**Given records:**
>> Start

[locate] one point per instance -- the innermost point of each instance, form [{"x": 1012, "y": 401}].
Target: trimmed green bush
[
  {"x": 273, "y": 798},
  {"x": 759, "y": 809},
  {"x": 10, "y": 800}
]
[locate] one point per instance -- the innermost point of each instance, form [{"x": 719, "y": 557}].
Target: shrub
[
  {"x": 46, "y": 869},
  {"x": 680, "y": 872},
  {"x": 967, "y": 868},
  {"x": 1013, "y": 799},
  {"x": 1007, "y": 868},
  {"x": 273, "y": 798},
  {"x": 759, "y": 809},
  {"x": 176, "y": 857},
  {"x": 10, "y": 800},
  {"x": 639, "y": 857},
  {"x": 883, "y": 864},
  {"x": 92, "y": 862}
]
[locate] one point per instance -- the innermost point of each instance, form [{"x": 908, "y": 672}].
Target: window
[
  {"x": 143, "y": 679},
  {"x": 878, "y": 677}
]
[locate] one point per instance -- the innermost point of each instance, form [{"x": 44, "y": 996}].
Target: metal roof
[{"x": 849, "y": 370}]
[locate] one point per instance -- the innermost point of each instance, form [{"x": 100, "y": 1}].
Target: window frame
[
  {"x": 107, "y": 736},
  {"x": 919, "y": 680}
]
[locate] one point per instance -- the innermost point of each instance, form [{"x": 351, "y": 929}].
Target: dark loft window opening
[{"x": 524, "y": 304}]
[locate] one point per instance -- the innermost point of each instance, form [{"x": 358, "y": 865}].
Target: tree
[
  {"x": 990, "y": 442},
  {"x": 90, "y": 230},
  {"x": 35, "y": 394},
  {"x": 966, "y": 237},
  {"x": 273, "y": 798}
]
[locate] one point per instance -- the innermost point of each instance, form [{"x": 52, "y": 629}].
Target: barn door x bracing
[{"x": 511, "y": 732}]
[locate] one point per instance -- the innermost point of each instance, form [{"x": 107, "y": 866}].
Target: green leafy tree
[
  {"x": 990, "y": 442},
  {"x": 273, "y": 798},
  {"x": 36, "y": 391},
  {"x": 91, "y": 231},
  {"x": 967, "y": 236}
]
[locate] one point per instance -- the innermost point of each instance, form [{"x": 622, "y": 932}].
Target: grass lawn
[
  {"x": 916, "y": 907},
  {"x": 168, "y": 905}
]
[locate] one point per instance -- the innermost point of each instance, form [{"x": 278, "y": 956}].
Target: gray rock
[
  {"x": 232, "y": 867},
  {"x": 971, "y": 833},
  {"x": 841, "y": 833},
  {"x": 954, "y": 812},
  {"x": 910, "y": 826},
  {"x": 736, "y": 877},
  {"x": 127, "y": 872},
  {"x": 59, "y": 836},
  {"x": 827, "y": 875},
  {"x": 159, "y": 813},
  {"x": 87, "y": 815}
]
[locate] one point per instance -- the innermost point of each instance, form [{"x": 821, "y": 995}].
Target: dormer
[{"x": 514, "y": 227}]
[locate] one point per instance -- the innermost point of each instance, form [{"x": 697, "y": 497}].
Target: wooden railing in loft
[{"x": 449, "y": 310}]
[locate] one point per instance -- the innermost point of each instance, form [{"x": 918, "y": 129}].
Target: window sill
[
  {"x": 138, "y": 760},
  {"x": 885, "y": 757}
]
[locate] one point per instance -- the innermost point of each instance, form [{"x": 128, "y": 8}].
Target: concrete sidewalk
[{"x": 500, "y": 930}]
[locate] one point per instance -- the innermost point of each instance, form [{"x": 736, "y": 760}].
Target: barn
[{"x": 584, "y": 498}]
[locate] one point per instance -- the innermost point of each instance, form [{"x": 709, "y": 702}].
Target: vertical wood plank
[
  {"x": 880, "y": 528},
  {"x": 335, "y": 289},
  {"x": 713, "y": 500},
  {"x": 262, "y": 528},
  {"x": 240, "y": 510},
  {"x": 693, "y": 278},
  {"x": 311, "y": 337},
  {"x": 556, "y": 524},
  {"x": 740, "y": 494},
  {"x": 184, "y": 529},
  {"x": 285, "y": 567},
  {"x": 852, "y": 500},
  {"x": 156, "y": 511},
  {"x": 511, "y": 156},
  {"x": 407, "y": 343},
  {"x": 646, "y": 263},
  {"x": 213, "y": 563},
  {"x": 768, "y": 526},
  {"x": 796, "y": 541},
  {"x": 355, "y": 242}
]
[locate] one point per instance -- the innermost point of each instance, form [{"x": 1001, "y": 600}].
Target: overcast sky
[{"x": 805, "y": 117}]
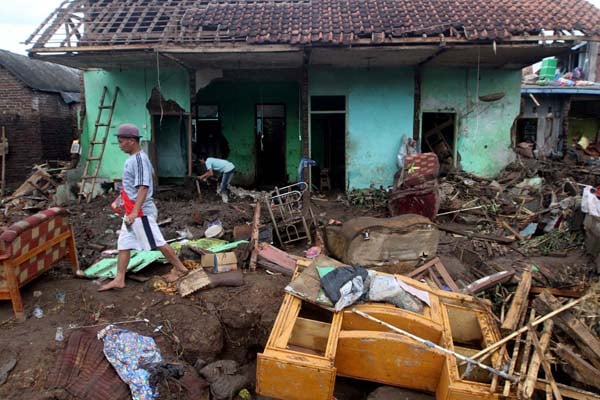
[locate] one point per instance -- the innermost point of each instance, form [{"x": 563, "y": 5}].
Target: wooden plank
[
  {"x": 464, "y": 231},
  {"x": 534, "y": 365},
  {"x": 388, "y": 358},
  {"x": 519, "y": 303},
  {"x": 587, "y": 342},
  {"x": 557, "y": 292},
  {"x": 487, "y": 281},
  {"x": 276, "y": 256},
  {"x": 538, "y": 321},
  {"x": 293, "y": 380},
  {"x": 310, "y": 334},
  {"x": 526, "y": 353},
  {"x": 545, "y": 365},
  {"x": 569, "y": 391},
  {"x": 588, "y": 374},
  {"x": 514, "y": 358},
  {"x": 254, "y": 241}
]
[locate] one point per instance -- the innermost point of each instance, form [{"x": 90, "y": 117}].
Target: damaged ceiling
[{"x": 248, "y": 34}]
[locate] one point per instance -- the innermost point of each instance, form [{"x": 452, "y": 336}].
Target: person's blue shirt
[{"x": 219, "y": 165}]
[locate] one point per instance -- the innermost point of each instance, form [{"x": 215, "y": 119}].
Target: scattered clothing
[
  {"x": 304, "y": 162},
  {"x": 84, "y": 372},
  {"x": 344, "y": 285},
  {"x": 590, "y": 203},
  {"x": 128, "y": 352}
]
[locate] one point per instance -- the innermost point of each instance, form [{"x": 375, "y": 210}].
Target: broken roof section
[
  {"x": 42, "y": 75},
  {"x": 329, "y": 22}
]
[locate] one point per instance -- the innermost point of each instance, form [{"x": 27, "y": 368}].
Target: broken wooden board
[
  {"x": 274, "y": 259},
  {"x": 436, "y": 271},
  {"x": 368, "y": 241},
  {"x": 195, "y": 280},
  {"x": 466, "y": 231},
  {"x": 584, "y": 371},
  {"x": 487, "y": 281},
  {"x": 519, "y": 303},
  {"x": 587, "y": 342},
  {"x": 107, "y": 267}
]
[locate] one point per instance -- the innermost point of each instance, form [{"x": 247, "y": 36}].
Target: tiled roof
[
  {"x": 41, "y": 75},
  {"x": 117, "y": 22}
]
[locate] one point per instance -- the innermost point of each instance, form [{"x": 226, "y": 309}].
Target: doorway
[
  {"x": 170, "y": 150},
  {"x": 328, "y": 140},
  {"x": 439, "y": 136},
  {"x": 207, "y": 136},
  {"x": 270, "y": 145}
]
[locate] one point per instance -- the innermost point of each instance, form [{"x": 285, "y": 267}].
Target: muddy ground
[{"x": 220, "y": 323}]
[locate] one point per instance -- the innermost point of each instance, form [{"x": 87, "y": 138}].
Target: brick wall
[
  {"x": 21, "y": 123},
  {"x": 28, "y": 117}
]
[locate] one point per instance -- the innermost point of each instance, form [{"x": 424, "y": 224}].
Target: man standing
[
  {"x": 224, "y": 167},
  {"x": 139, "y": 230}
]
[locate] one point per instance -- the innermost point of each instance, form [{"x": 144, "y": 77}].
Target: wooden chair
[{"x": 30, "y": 247}]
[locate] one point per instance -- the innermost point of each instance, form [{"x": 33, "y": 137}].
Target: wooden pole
[
  {"x": 4, "y": 151},
  {"x": 526, "y": 327},
  {"x": 255, "y": 223},
  {"x": 430, "y": 344}
]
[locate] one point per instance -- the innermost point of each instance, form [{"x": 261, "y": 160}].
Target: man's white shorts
[{"x": 142, "y": 234}]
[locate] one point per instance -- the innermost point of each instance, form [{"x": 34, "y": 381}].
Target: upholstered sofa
[{"x": 32, "y": 246}]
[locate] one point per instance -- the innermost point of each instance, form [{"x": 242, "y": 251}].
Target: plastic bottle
[
  {"x": 60, "y": 336},
  {"x": 38, "y": 312}
]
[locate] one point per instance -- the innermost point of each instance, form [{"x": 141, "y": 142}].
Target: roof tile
[{"x": 332, "y": 21}]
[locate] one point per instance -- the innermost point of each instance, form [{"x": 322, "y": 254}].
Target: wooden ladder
[{"x": 97, "y": 145}]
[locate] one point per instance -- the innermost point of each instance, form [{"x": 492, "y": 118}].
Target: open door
[
  {"x": 439, "y": 136},
  {"x": 170, "y": 146},
  {"x": 270, "y": 145},
  {"x": 328, "y": 141}
]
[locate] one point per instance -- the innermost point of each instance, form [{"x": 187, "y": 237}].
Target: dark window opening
[
  {"x": 270, "y": 141},
  {"x": 207, "y": 136},
  {"x": 328, "y": 142},
  {"x": 328, "y": 103},
  {"x": 438, "y": 136},
  {"x": 526, "y": 130}
]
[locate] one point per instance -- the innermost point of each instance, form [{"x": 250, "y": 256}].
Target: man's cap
[{"x": 128, "y": 131}]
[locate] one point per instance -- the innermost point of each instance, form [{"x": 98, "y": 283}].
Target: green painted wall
[
  {"x": 135, "y": 88},
  {"x": 484, "y": 141},
  {"x": 237, "y": 103},
  {"x": 379, "y": 111}
]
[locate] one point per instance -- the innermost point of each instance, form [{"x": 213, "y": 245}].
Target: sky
[{"x": 19, "y": 18}]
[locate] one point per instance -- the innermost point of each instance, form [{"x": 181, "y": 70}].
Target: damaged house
[
  {"x": 39, "y": 102},
  {"x": 558, "y": 111},
  {"x": 266, "y": 83}
]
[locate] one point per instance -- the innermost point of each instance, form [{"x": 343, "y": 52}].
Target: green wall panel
[
  {"x": 237, "y": 103},
  {"x": 135, "y": 89},
  {"x": 484, "y": 141},
  {"x": 379, "y": 112}
]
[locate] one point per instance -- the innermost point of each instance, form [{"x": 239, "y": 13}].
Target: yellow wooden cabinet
[{"x": 309, "y": 346}]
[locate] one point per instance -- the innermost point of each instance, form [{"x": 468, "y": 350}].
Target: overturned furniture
[
  {"x": 31, "y": 247},
  {"x": 405, "y": 239},
  {"x": 415, "y": 189},
  {"x": 291, "y": 218},
  {"x": 309, "y": 346}
]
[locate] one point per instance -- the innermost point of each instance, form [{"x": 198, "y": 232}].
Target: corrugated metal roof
[{"x": 41, "y": 75}]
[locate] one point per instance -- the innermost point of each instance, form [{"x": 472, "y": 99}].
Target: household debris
[{"x": 404, "y": 240}]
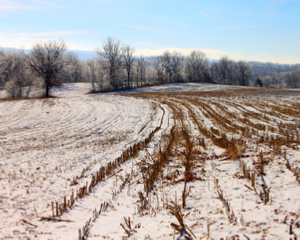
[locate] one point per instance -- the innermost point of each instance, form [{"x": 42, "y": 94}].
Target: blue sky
[{"x": 253, "y": 30}]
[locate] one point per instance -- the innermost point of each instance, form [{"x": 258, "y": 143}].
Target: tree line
[{"x": 117, "y": 68}]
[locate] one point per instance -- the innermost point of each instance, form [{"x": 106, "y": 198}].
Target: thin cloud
[
  {"x": 8, "y": 5},
  {"x": 45, "y": 3},
  {"x": 149, "y": 44},
  {"x": 141, "y": 28},
  {"x": 237, "y": 27},
  {"x": 205, "y": 14},
  {"x": 48, "y": 33}
]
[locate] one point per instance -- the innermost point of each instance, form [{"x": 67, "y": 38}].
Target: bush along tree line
[{"x": 116, "y": 67}]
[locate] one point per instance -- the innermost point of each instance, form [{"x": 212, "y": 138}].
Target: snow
[{"x": 48, "y": 144}]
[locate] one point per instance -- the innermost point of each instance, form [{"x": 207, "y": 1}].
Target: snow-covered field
[{"x": 224, "y": 159}]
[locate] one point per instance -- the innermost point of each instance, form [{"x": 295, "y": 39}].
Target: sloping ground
[{"x": 210, "y": 165}]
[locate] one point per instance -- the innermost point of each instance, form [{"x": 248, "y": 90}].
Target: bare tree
[
  {"x": 244, "y": 73},
  {"x": 141, "y": 71},
  {"x": 46, "y": 61},
  {"x": 224, "y": 71},
  {"x": 111, "y": 55},
  {"x": 16, "y": 75},
  {"x": 293, "y": 79},
  {"x": 196, "y": 66},
  {"x": 73, "y": 70},
  {"x": 129, "y": 60}
]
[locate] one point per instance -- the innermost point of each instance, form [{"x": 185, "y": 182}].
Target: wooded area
[{"x": 117, "y": 68}]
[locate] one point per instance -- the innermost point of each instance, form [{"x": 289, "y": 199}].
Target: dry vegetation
[{"x": 220, "y": 165}]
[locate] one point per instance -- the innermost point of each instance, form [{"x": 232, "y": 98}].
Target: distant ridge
[{"x": 83, "y": 55}]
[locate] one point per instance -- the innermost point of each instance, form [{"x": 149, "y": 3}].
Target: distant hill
[{"x": 83, "y": 55}]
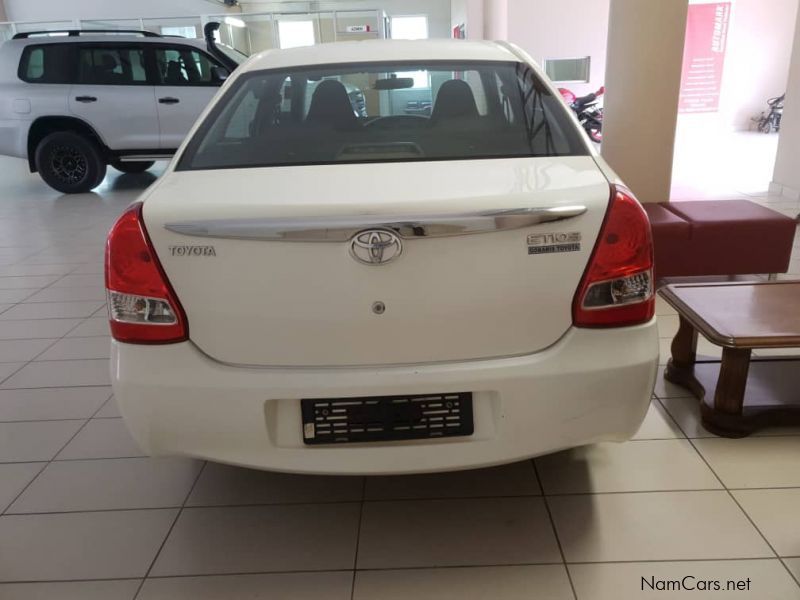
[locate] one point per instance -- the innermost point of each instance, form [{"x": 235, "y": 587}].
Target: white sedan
[{"x": 383, "y": 257}]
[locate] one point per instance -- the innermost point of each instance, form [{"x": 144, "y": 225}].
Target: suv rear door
[
  {"x": 185, "y": 85},
  {"x": 115, "y": 96}
]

>> End

**Work instructions:**
Return every line of the lines above that contains the string "tree", copying each such line in full.

**Written answer:**
Target: tree
Target: green leafy tree
Target: tree line
Target: bush along tree line
Target: bare tree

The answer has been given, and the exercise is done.